YOUR OBJECTIVE: Starting with the line that mentions "Review step: verify that every instance of the metal", repeat each line verbatim until the entries end, both ends included.

== RECORDS SHOWN

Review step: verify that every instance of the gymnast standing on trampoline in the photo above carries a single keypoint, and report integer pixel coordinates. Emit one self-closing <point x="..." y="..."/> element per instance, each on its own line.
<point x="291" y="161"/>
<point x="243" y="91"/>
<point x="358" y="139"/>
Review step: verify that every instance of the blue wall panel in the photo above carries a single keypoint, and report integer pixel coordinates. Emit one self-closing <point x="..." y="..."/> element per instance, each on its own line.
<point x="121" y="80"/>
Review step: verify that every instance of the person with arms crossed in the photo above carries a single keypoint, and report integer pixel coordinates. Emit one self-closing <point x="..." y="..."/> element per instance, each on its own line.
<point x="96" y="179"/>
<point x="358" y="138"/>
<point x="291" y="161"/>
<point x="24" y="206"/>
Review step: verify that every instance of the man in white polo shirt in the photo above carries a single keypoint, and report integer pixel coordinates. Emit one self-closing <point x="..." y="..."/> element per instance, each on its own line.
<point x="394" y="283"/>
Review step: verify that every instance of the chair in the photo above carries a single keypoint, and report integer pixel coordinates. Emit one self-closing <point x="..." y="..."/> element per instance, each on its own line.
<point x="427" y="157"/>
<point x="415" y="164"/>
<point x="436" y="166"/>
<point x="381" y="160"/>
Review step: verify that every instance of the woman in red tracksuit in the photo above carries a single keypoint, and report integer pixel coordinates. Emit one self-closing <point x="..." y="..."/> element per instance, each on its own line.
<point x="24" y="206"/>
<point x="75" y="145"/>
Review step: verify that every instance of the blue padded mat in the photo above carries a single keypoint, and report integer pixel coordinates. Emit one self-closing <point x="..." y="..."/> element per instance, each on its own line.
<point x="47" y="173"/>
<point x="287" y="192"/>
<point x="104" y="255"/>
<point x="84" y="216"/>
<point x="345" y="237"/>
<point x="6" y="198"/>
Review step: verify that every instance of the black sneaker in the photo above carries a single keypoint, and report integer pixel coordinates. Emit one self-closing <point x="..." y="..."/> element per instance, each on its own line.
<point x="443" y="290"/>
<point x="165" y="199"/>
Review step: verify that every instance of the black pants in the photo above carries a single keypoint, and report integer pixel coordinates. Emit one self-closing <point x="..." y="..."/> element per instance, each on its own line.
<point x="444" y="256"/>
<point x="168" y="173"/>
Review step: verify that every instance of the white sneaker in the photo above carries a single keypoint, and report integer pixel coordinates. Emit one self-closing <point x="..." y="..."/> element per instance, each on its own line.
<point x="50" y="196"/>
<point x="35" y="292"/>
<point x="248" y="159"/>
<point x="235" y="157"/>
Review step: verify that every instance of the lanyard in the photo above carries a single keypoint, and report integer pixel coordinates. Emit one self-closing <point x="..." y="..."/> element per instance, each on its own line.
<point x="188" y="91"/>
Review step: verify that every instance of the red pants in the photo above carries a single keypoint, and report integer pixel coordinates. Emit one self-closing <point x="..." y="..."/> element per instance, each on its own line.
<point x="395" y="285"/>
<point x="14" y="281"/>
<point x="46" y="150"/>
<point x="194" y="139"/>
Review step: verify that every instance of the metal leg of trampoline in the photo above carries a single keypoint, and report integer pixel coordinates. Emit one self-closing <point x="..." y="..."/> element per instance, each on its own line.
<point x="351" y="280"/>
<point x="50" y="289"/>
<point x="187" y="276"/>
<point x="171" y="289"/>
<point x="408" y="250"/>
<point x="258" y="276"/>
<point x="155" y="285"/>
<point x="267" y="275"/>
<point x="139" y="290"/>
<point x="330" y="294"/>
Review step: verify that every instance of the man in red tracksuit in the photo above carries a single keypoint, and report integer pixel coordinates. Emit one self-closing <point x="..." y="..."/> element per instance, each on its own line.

====

EXPECTED ANSWER:
Review step: verify that every instance of the metal leg of trampoline in the photo above carries a single keypoint, and report integer pixel coordinates. Emit one self-closing <point x="..." y="..."/> element per instance, each on its own line.
<point x="351" y="280"/>
<point x="50" y="289"/>
<point x="187" y="276"/>
<point x="171" y="289"/>
<point x="408" y="250"/>
<point x="258" y="276"/>
<point x="155" y="285"/>
<point x="267" y="275"/>
<point x="139" y="290"/>
<point x="330" y="294"/>
Review step: verify that every instance of the man in red tracksuit in the photo above carries a single keypoint, and report integer pixel coordinates. Emit one self-closing <point x="..." y="..."/> element per instance, each on its own line.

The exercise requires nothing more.